**What you are asked to do**
Please quote the entire listing below verbatim, leaving the pictures out.

**Entries supplied**

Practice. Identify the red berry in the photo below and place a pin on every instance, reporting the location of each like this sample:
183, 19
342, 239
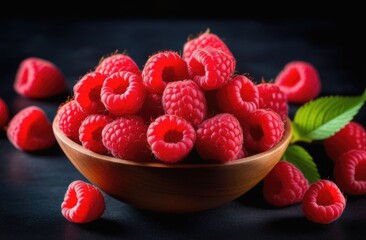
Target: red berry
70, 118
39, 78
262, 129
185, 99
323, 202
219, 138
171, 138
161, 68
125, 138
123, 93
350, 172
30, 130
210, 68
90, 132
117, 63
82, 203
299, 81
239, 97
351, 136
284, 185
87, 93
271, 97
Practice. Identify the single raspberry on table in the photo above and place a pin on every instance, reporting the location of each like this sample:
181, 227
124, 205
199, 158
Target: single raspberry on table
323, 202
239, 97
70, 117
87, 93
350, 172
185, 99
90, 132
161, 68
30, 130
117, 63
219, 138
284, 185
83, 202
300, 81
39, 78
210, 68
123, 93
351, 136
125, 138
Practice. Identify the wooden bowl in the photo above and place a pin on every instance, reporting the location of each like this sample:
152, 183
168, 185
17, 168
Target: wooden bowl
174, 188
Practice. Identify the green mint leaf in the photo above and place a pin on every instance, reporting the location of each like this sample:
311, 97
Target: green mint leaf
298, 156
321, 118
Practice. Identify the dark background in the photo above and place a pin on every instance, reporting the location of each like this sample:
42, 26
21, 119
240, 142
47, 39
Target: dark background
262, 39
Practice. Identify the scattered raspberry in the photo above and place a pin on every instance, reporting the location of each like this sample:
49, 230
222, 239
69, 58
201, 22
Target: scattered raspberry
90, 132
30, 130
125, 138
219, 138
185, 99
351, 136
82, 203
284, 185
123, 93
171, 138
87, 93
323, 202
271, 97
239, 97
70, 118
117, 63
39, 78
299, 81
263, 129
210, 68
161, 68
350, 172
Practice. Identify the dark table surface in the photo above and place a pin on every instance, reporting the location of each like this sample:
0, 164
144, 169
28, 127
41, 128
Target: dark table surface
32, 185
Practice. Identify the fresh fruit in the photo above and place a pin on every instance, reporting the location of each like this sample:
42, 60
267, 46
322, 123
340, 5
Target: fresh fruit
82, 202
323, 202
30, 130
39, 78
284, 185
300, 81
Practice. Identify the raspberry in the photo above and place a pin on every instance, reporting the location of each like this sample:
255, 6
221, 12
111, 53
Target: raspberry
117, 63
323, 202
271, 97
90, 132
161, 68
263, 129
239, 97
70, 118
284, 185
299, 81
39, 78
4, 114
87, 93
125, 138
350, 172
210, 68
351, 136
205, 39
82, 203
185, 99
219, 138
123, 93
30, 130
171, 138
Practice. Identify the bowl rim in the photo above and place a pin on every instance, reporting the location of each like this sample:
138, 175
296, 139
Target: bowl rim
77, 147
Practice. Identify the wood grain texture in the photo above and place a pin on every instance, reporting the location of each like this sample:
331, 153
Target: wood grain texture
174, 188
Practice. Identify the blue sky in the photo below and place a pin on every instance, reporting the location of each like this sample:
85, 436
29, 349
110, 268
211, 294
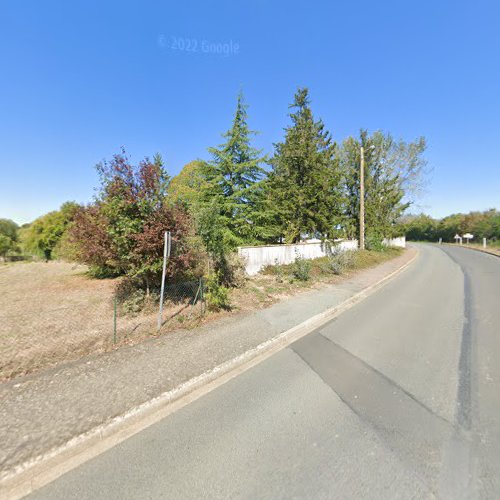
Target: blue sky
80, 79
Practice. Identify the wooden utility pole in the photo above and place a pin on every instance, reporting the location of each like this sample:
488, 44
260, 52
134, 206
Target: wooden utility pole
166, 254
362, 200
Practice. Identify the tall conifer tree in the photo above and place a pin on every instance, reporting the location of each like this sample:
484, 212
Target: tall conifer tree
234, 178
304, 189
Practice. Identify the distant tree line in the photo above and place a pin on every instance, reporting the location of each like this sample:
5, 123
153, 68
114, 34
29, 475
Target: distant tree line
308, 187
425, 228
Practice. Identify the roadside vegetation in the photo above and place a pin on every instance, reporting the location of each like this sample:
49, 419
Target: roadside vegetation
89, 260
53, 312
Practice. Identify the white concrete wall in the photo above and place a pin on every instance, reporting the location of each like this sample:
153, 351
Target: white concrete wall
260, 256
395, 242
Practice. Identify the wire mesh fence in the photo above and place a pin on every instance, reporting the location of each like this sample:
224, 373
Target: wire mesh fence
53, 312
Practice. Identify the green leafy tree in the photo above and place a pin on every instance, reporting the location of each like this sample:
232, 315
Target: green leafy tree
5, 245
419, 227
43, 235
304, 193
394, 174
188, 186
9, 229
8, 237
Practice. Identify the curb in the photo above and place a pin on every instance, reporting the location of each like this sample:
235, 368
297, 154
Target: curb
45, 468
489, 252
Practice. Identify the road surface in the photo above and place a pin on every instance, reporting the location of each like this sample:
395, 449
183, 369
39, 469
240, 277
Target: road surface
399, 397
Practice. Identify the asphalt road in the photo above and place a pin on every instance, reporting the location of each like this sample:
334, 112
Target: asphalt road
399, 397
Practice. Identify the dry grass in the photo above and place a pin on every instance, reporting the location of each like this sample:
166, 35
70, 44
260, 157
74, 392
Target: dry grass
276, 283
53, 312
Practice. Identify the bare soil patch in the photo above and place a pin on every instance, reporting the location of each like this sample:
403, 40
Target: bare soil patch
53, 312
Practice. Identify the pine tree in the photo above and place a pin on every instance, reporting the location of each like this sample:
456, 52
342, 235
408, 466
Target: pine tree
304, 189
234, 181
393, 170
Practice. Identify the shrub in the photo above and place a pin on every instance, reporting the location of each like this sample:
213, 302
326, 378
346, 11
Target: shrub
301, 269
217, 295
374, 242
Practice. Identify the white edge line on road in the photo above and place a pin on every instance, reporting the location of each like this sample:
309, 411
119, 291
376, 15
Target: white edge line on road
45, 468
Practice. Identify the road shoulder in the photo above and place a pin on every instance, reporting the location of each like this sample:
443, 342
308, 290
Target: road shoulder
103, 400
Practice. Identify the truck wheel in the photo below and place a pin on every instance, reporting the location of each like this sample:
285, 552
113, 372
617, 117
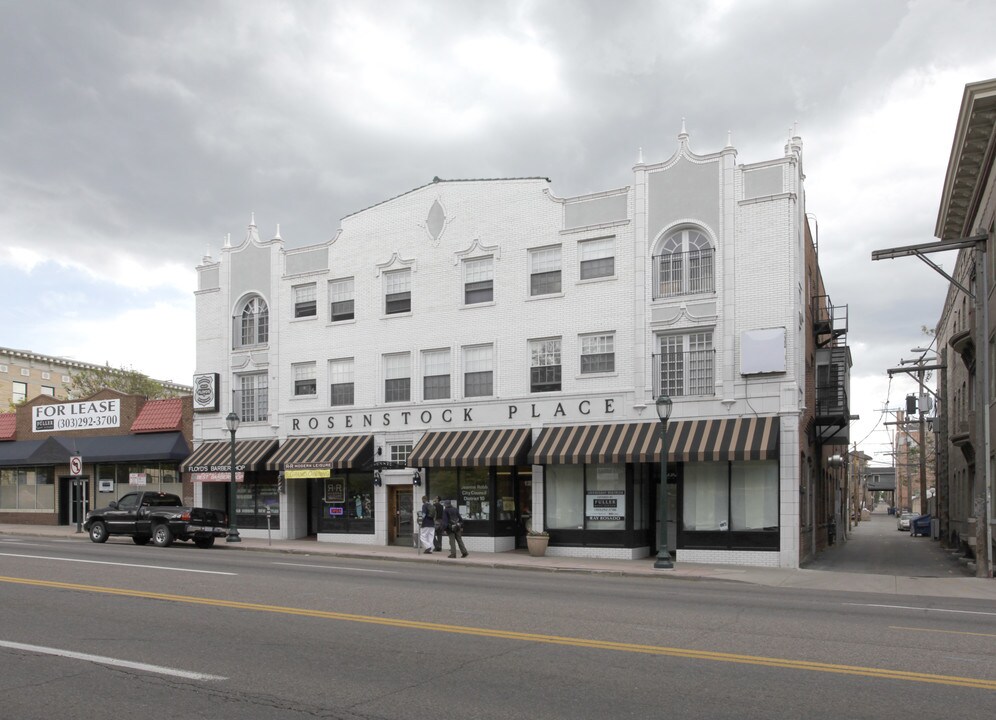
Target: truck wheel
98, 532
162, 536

**Output for this exercise**
Practice. Identify the red berry in the photo below and place a pin on every instance, reporting the location of each like this sample:
183, 19
342, 239
Target: red berry
70, 118
39, 78
262, 129
185, 99
323, 202
219, 138
171, 138
161, 68
125, 138
123, 93
350, 172
30, 130
210, 68
90, 132
117, 63
82, 203
299, 81
239, 97
351, 136
284, 185
87, 93
271, 97
Practice. Identify the single raspberry on table in the photo above and place a pin on every instance, reporting the location of each like this sample:
181, 227
124, 205
199, 158
Target: single raspberry on table
323, 202
239, 97
70, 117
87, 93
350, 172
185, 99
90, 132
161, 68
30, 130
117, 63
219, 138
284, 185
83, 202
300, 81
39, 78
210, 68
123, 93
351, 136
125, 138
Practice. Identify the wooden bowl in the photo above and place a pin on every instance, reporting the location of each like this sample:
152, 183
168, 185
17, 168
Target: wooden bowl
174, 188
Practice. Identify the green mint leaf in the photo above and place a pin on every instance, reporting the location of each like this sample:
311, 97
Target: green mint leaf
298, 156
321, 118
Practice. Identify the dark background in the photo above and place a pin on every instance, reporting the location of each like this sample:
42, 26
21, 119
240, 142
47, 39
Target: dark background
262, 39
Practice. Identify the scattered raspberry in the photo above and place a pin on every instance, reporting the location of each like this sample:
49, 230
222, 239
69, 58
201, 22
Target: scattered raspberry
90, 132
30, 130
125, 138
219, 138
185, 99
351, 136
82, 203
284, 185
123, 93
171, 138
87, 93
323, 202
271, 97
239, 97
70, 118
117, 63
39, 78
299, 81
263, 129
210, 68
161, 68
350, 172
Practice. Identify the dark table surface in the photo above and place a pin on every instance, reporting the location of each like this sample:
0, 164
144, 169
28, 127
41, 128
Target: dark table surface
32, 185
Practice. Identify the fresh fruit in the photo above and place a pin on every instance, reporting the location of each like this sample:
42, 60
267, 46
322, 123
340, 5
Target: fresh fruit
82, 202
323, 202
30, 130
39, 78
284, 185
300, 81
Practice. Identify the raspberry in the photo above and place a pin on every instance, reporting the location of each like this sample:
255, 6
221, 12
111, 53
Target: raspberry
117, 63
323, 202
271, 97
90, 132
161, 68
263, 129
239, 97
70, 118
284, 185
299, 81
39, 78
4, 114
87, 93
125, 138
350, 172
210, 68
351, 136
205, 39
82, 203
185, 99
219, 138
123, 93
30, 130
171, 138
Practice. Identify the bowl rim in the photo above and place a pin on every instance, reporting the location of each like this sample:
138, 175
296, 139
Target: bowl rim
77, 147
Practice. Identify the wood grain texture in the photo above and place a pin on every instance, reporting the location of each like this sample:
331, 153
Target: wood grain texture
174, 188
Practice. Identify the blue sky in the photo below and place a pin on every instance, reporting the location of each like this sample:
85, 436
29, 349
110, 268
211, 294
Target: blue sky
80, 79
Practice. Identify the wooden utility pole in the photo above and place a pin on every instance, reporting the location of each like this sample:
488, 44
260, 52
134, 206
Target: wooden utility pole
166, 254
362, 200
Practice. Identify the tall conifer tree in the photo above and place a pin on every instance, reporting the location of each like this sample:
484, 212
Target: tall conifer tree
234, 178
304, 189
Practice. Identify the distant tree line in the photo above and place a pin on every instance, reporting the location of each like this sample:
5, 123
153, 68
114, 34
29, 475
Target: distant tree line
308, 187
425, 228
Practice. Identify the roadside vegetation in the photo above and place a pin on every instance, reporting the location of each like this sample:
49, 419
Target: roadside vegetation
89, 260
53, 312
Practice. Identify the white concrete wall in the photo above and place a pin on every instance, reporting the location of each like this sample:
153, 351
Target: white concrete wall
260, 256
395, 242
Practice. Identify the wire mesh fence in the photo above and place a pin on every instance, reporting the location of each like this sample:
224, 373
Target: wire mesh fence
53, 312
Practice. Identify the green leafy tree in the photo above and place a pin on every instance, reporting the location of each like this sample:
232, 315
Target: green leafy tree
5, 245
419, 227
43, 235
304, 193
394, 174
188, 186
9, 229
8, 237
Practice. Identify the curb in the photo above and place a pin on every instance, reporting the location of each like this sample:
235, 368
297, 154
Target: curb
45, 468
489, 252
Practice. Identify the road surface in the photo above and place a pin on every instance, reporting the location of each like this sample:
395, 449
183, 369
39, 469
240, 277
Target: road surface
399, 397
Practice. Identify the asphalt road in the photo above and place a pin on every instance, reporting the location of each like this sample:
334, 112
Target: asphalt road
399, 397
Practice. Identify the dry grass in the photo above and place a pin on every instance, reporting the location of each like this sample:
166, 35
70, 44
260, 157
74, 392
Target: dry grass
276, 283
53, 312
Practice. Identify the bare soil patch in the photo above and place a pin on every instance, reporting the location of each like this sample:
403, 40
Target: bare soil patch
53, 312
Practice. Identify the pine tree in the photo above and place a pin on every instance, reporting the location of each like this sample:
456, 52
342, 235
408, 466
Target: pine tree
304, 189
234, 181
393, 170
Practice. Identify the shrub in the photo above and place a pin on every instance, reporting the location of each like this sample:
213, 302
326, 378
346, 11
Target: shrub
301, 269
217, 295
374, 242
Practice. Identify the white edge line on road in the photo above and place a pin on every instance, reporting the location of each like this sample:
309, 411
119, 291
376, 15
Target: white edge line on road
45, 468
Practice. Identify the road shoulder in the photo above and place a pin on every instance, reporting the location of each like this sample:
443, 342
308, 290
Target: road shoulder
103, 400
Practice. Identify the truck wheel in the photo below and place a pin on every instance, reporting the location of each like this sample:
285, 552
113, 372
617, 117
Target: truck wheel
98, 532
162, 536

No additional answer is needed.